- Prompt -
How would you put this sentence from the branch prediction thread into Spanish: "A lot of the time, a programmer knows that a given branch will be executed most of the time."

- Source text -
Branch prediction with foreknowledge

The standard branching which occurs in an if .. then else, or worse, multi-level, variants of the same, can result in unnecessary branching.

A lot of the time, a programmer knows that a given branch will be executed most of the time.

Conventional programming languages, including Chapel,. have no way of the programmer passing that knowledge to the program.

Extensions to C have a likely/unlikely feature which allows a program to nominate which branch is more or less likely to occur. This allows branching to be avoided for the most commonly executed chunk of code.

How do we get that feature in Chapel. One way would be to provide adjuncts to the generic if keyword, namely the ifl and ifu which would respectively imply what in C could be done as

if ( likely (boolean expression) )    // ifl
if ( unlikely (bolean expression) )   // ifu

Would that fly as an extension or would it instead fly in the face of the fundamentals behind Chapel?

Without it, performance cn almost double.

Hi @damianmoz —

Sorry, I'm only just now seeing/remembering this query and realizing that it didn't get a response.

Speaking for myself, while this is something that I agree can be valuable to communicate to the compiler, it isn't something that I'd personally want to add a keyword for within the language proper since it doesn't affect the correctness or behavior of the program, just its implementation and performance.

As a counterproposal, we've recently been discussing adding an annotation/attribute/tag feature to the language as a means of expressing things about the program outside of the language. There's still ongoing discussion about where the line between language features and these tags should be drawn, but my personal favorite option is that things which are meant to communicate directly to tools (where I consider the compiler itself to be a tool) and don't impact the program's behavior (modulo performance or implementation details) are fair game for these.

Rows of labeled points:

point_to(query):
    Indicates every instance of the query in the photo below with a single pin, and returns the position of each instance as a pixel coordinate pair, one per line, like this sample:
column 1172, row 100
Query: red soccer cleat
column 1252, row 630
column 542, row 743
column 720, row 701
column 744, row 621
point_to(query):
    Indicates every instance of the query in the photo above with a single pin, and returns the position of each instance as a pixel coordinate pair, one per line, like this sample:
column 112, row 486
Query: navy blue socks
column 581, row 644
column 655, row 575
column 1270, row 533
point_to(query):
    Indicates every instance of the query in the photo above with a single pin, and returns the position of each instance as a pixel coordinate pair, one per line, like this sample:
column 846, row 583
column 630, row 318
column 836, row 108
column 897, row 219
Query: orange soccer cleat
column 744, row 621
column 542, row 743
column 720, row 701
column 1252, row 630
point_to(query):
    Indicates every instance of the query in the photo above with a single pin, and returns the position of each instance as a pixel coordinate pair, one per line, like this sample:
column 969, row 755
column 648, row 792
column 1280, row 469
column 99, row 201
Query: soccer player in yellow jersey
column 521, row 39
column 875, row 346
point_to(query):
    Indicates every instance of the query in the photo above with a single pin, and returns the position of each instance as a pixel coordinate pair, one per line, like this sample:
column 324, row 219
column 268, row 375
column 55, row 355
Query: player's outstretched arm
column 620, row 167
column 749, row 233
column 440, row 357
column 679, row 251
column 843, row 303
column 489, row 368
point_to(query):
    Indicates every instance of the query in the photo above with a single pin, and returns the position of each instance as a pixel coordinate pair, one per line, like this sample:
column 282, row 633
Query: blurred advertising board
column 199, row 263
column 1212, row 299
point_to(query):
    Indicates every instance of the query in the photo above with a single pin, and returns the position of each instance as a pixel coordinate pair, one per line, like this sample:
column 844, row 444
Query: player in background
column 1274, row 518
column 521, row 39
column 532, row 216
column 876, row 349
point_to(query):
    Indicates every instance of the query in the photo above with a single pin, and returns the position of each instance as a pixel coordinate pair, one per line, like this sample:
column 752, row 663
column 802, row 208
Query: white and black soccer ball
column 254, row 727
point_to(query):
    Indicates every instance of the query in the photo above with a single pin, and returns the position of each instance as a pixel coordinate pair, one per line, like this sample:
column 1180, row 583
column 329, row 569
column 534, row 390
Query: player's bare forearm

- Worked solution -
Muchas veces, un programador sabe que una rama determinada se ejecutará la mayor parte del tiempo.